**What you need to do**
Take the line that contains "Indicate one point for each instance of the illuminated rooftop" as the first line and the final line of the records as the last; return exactly those lines and the lines between.

(Records contained in a dataset)

※ ※ ※

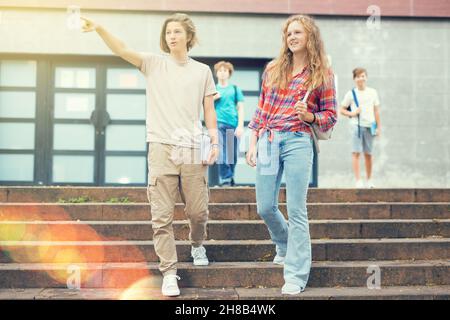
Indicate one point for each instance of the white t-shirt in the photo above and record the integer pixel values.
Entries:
(368, 99)
(175, 93)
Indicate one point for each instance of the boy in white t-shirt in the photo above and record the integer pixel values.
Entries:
(365, 123)
(178, 88)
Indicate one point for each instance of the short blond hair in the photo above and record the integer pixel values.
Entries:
(224, 64)
(357, 71)
(188, 26)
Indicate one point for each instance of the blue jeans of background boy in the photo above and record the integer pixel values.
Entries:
(228, 152)
(291, 153)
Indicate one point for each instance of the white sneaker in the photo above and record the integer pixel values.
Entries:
(199, 255)
(359, 184)
(291, 289)
(279, 260)
(170, 286)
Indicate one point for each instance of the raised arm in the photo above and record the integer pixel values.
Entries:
(116, 45)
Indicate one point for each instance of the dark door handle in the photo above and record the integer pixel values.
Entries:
(100, 119)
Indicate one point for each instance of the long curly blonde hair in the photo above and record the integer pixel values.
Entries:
(279, 71)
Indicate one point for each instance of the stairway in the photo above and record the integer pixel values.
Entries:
(101, 239)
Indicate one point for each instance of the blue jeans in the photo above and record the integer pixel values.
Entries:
(291, 152)
(228, 151)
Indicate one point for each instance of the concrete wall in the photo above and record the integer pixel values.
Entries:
(407, 61)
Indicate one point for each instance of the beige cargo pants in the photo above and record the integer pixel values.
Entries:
(176, 170)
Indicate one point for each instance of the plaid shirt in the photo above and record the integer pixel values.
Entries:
(276, 110)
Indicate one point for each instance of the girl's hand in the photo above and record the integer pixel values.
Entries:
(356, 112)
(378, 132)
(250, 157)
(301, 108)
(213, 155)
(89, 25)
(239, 131)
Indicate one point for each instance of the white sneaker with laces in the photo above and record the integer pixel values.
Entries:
(199, 255)
(291, 289)
(359, 184)
(170, 286)
(279, 260)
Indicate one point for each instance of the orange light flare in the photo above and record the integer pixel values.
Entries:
(51, 238)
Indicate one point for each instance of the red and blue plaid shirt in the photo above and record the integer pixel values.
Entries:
(276, 110)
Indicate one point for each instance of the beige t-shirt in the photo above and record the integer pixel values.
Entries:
(175, 94)
(367, 99)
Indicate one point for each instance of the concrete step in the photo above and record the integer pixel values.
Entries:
(219, 229)
(221, 251)
(223, 195)
(242, 211)
(388, 293)
(222, 275)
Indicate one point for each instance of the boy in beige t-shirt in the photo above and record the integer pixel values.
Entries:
(362, 118)
(178, 88)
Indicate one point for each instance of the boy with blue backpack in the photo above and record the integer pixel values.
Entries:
(229, 107)
(361, 105)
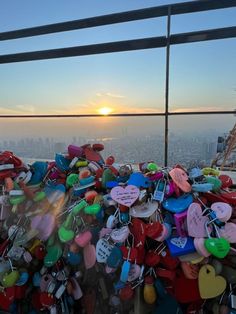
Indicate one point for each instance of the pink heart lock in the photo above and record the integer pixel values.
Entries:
(223, 211)
(228, 232)
(134, 272)
(200, 247)
(44, 224)
(89, 253)
(104, 231)
(103, 250)
(83, 239)
(196, 221)
(125, 196)
(120, 235)
(180, 178)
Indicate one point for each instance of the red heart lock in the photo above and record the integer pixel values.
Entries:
(140, 255)
(186, 290)
(152, 258)
(20, 292)
(153, 230)
(126, 293)
(168, 261)
(7, 298)
(190, 270)
(129, 253)
(138, 229)
(47, 299)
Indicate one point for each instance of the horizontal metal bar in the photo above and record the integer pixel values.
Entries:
(118, 46)
(178, 8)
(143, 114)
(201, 112)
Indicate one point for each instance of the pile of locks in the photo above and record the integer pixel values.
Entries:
(83, 235)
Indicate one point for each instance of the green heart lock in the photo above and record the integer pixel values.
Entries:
(218, 247)
(215, 181)
(39, 196)
(9, 279)
(72, 179)
(65, 233)
(92, 209)
(79, 207)
(53, 255)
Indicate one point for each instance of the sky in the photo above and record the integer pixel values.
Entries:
(202, 75)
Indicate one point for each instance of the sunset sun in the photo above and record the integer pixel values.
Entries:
(105, 111)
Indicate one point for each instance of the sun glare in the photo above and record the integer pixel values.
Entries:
(105, 111)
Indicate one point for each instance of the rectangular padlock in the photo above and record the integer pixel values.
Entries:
(159, 192)
(60, 290)
(180, 246)
(103, 288)
(51, 287)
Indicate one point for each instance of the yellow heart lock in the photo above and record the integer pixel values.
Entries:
(210, 285)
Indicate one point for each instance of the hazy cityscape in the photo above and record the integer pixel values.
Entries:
(183, 149)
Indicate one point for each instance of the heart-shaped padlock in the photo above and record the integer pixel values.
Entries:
(103, 250)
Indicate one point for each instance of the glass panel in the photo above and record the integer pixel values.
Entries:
(124, 82)
(202, 76)
(193, 139)
(129, 140)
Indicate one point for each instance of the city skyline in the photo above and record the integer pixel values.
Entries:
(201, 74)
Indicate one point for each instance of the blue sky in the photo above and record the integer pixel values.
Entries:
(202, 75)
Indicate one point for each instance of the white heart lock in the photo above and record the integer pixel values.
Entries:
(111, 221)
(103, 250)
(120, 235)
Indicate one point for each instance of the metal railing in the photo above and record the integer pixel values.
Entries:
(126, 45)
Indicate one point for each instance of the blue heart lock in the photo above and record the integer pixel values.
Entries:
(195, 172)
(115, 258)
(139, 180)
(178, 205)
(111, 184)
(202, 187)
(118, 285)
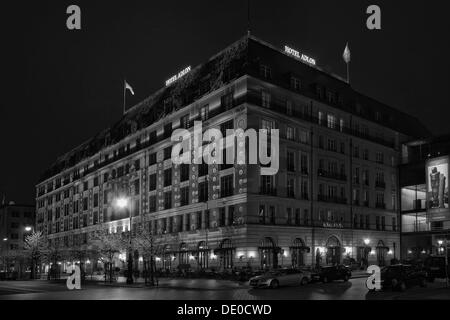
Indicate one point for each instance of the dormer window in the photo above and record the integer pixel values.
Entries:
(265, 71)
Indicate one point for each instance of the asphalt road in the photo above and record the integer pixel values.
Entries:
(181, 289)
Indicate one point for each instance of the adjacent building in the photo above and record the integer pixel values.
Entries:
(335, 196)
(424, 193)
(16, 222)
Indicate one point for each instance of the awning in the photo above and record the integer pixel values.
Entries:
(220, 250)
(302, 248)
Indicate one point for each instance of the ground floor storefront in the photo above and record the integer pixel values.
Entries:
(244, 247)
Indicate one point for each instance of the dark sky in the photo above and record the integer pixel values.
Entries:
(62, 87)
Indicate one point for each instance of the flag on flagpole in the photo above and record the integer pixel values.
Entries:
(347, 54)
(128, 87)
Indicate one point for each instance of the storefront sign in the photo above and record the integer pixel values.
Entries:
(299, 55)
(335, 225)
(178, 76)
(437, 189)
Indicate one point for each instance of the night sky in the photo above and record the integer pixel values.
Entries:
(61, 87)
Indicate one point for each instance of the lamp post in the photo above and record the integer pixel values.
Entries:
(123, 203)
(4, 257)
(440, 242)
(29, 229)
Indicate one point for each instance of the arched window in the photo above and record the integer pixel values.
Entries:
(226, 253)
(382, 251)
(183, 254)
(268, 253)
(333, 251)
(166, 257)
(202, 254)
(298, 250)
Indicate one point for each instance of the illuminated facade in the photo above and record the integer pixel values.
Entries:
(336, 193)
(424, 197)
(16, 222)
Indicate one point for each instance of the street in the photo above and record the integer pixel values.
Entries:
(207, 289)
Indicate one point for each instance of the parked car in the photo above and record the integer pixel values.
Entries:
(401, 276)
(435, 268)
(283, 277)
(331, 273)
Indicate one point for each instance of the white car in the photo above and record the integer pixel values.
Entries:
(283, 277)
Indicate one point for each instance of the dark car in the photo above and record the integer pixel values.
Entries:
(332, 273)
(399, 277)
(435, 268)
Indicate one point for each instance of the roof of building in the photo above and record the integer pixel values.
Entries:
(233, 62)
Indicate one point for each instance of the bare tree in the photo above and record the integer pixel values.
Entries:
(35, 246)
(143, 241)
(52, 255)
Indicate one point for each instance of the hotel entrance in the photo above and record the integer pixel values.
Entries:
(268, 253)
(334, 251)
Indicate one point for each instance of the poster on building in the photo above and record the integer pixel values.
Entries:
(437, 189)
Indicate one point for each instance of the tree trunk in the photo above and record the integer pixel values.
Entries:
(32, 275)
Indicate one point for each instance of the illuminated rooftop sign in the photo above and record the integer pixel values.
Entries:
(178, 76)
(299, 55)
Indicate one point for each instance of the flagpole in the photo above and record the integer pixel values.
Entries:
(348, 72)
(124, 95)
(248, 18)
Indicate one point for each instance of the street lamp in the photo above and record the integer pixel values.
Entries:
(440, 243)
(123, 203)
(4, 258)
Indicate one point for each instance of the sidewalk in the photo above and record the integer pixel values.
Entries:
(359, 274)
(191, 284)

※ ※ ※

**Solution for this task**
Indicate one point for each instance of the illuminated rooftop sign in the photo above and record the integer pixel values.
Entries:
(178, 76)
(299, 55)
Indicate one point for each instance of the flagpole in the photo above and record the integer pixel values.
Entries:
(348, 72)
(124, 95)
(248, 18)
Indicate one point for each instance of the street lamp in the photo above and record the integer pixel values.
Entries:
(440, 243)
(123, 203)
(4, 258)
Indicate one point for each instance of the sidewalk in the photo above and record the integer pixel values.
Entries:
(359, 274)
(191, 284)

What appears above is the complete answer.